BEGIN TASK INPUTS

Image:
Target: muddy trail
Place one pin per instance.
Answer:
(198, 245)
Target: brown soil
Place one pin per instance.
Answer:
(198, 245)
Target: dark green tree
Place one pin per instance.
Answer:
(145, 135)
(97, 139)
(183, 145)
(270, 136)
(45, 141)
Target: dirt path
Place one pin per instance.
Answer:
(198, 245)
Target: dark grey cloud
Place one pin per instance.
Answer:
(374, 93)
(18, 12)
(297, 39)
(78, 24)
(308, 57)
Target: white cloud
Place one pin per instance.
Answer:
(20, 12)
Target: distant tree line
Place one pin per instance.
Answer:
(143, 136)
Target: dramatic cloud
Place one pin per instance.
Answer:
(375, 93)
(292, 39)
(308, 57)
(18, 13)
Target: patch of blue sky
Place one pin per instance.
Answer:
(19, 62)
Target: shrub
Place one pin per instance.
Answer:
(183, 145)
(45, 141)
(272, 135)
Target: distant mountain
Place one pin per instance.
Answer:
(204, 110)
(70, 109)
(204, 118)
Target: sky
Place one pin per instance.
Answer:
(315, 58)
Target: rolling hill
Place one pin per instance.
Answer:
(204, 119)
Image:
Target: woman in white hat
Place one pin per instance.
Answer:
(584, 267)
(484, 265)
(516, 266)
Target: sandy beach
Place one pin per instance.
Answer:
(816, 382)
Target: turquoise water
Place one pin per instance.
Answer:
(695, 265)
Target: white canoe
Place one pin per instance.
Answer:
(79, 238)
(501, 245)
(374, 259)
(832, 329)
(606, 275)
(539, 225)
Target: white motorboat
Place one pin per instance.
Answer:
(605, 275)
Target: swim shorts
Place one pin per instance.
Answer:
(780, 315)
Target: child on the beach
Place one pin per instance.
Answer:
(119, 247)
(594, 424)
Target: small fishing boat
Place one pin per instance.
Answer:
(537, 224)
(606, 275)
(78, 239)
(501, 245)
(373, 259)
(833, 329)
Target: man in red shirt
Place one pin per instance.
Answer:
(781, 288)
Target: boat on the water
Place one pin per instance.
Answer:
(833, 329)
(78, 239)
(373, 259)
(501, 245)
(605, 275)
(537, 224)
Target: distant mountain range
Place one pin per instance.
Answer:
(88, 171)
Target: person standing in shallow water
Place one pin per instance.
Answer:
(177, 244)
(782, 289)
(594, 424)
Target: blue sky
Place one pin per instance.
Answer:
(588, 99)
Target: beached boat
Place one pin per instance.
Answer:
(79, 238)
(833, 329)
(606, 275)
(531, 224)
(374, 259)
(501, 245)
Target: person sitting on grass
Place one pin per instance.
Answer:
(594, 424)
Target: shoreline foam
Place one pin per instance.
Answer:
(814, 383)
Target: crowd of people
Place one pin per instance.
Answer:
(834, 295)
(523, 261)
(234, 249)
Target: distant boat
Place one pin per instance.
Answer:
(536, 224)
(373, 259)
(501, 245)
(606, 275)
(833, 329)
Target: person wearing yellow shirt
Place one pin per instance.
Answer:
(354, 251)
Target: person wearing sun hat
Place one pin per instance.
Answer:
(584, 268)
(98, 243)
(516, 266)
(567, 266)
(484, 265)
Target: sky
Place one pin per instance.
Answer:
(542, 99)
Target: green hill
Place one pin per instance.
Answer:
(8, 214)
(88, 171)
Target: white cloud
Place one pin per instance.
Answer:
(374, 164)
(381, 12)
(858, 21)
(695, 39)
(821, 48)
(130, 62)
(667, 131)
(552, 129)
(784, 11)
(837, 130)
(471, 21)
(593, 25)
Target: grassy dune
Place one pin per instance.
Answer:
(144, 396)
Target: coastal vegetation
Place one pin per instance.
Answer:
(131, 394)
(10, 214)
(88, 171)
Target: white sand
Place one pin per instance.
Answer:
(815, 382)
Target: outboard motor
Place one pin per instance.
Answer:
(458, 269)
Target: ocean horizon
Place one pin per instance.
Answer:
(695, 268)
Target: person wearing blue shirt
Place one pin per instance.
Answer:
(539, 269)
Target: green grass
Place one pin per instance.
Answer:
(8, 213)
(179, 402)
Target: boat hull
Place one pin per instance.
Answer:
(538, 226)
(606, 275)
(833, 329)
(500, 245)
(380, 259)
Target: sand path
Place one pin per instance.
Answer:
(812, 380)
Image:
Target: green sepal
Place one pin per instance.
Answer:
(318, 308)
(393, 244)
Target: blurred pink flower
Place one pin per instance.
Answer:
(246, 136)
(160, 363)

END TASK INPUTS

## WHAT YOU ARE ASKED TO DO
Reproduce the part of the items that opens with the line containing "Target: blurred pink flower" and runs through the end of the items, keeping every line, requests included. Multiply each answer coordinate by 0.5 and round it to a whole number, with halves rounding up.

## WRITTEN RESPONSE
Target: blurred pink flower
Place one pin per instance.
Answer:
(123, 68)
(80, 182)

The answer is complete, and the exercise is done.